*Material for the task*.
*** Block opens ***

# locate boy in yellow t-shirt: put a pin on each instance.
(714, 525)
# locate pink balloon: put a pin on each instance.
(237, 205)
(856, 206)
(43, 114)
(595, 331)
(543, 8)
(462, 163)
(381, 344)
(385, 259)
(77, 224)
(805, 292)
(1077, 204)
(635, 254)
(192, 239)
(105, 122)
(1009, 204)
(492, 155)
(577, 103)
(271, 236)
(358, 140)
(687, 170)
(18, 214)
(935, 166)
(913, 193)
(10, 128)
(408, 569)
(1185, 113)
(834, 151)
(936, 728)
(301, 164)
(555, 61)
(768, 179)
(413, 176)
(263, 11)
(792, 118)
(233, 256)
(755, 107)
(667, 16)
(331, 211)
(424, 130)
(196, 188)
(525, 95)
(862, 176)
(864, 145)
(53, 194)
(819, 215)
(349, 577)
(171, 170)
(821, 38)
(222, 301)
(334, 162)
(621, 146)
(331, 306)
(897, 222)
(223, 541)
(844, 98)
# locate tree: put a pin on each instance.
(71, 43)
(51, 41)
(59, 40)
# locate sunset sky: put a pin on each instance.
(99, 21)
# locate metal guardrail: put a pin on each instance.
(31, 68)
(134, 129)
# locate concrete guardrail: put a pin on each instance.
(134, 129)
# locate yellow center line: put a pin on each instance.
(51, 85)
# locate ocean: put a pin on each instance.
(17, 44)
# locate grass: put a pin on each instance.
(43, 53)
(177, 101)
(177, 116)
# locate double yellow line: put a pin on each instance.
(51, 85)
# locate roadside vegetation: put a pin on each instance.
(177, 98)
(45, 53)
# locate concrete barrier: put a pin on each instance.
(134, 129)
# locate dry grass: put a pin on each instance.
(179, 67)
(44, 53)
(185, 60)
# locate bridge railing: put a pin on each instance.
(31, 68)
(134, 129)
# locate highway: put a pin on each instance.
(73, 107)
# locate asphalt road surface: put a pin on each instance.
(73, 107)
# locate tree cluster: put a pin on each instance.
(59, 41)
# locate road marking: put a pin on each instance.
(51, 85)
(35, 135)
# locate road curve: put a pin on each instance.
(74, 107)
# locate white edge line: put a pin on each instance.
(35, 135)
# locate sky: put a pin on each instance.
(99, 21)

*** Block closes ***

*Exercise directions*. Write the records out again. Keep every line exactly as it is.

*Answer space*.
# locate boy in yellow t-shirt: put a pin on each instance.
(714, 525)
# locate pink balloon: put a pin on each instance.
(237, 205)
(856, 206)
(43, 114)
(595, 331)
(543, 8)
(462, 163)
(381, 344)
(385, 259)
(77, 224)
(805, 292)
(1077, 204)
(635, 254)
(192, 239)
(105, 122)
(1009, 204)
(492, 155)
(577, 103)
(271, 236)
(358, 140)
(687, 170)
(18, 214)
(935, 166)
(913, 193)
(10, 128)
(408, 569)
(1185, 113)
(834, 151)
(936, 728)
(301, 164)
(555, 61)
(768, 179)
(413, 176)
(263, 11)
(792, 118)
(233, 256)
(755, 107)
(667, 16)
(331, 211)
(424, 130)
(196, 188)
(525, 95)
(862, 176)
(864, 145)
(53, 194)
(819, 215)
(349, 577)
(171, 170)
(821, 38)
(222, 301)
(334, 162)
(621, 146)
(331, 306)
(897, 222)
(223, 541)
(844, 98)
# locate tree: put a pin on each instance.
(71, 43)
(51, 41)
(59, 40)
# locate sunset sky: put a pin on each instance.
(99, 21)
# locate metal guardrail: put a pin on each instance.
(31, 68)
(134, 129)
# locate concrete guardrail: put a pin on each instance.
(134, 129)
# locate yellow center line: put a pin on each instance.
(51, 85)
# locate ocean: put a pin on each instance.
(17, 44)
# locate grass: put a pin on each instance.
(43, 53)
(177, 101)
(177, 116)
# locate double yellow line: put a pin on each instance.
(51, 85)
# locate roadside vegetation: put a pin on each instance.
(177, 98)
(45, 53)
# locate concrete barrier: put a pin on each instance.
(134, 129)
# locate dry grass: put a pin on each instance.
(179, 67)
(44, 53)
(185, 60)
# locate bridge railing: put a pin on each instance.
(31, 68)
(134, 129)
# locate highway: put a pin on each instance.
(73, 107)
# locate asphalt road surface: put a pin on each instance.
(73, 107)
# locate tree cluster: put a pin on each instance.
(59, 41)
# locate road marking: put a pin on each instance.
(51, 85)
(35, 135)
# locate road curve: put a pin on each instance.
(74, 107)
# locate white edge line: put a pin on each instance.
(35, 135)
# locate sky: put a pin on each instance.
(99, 21)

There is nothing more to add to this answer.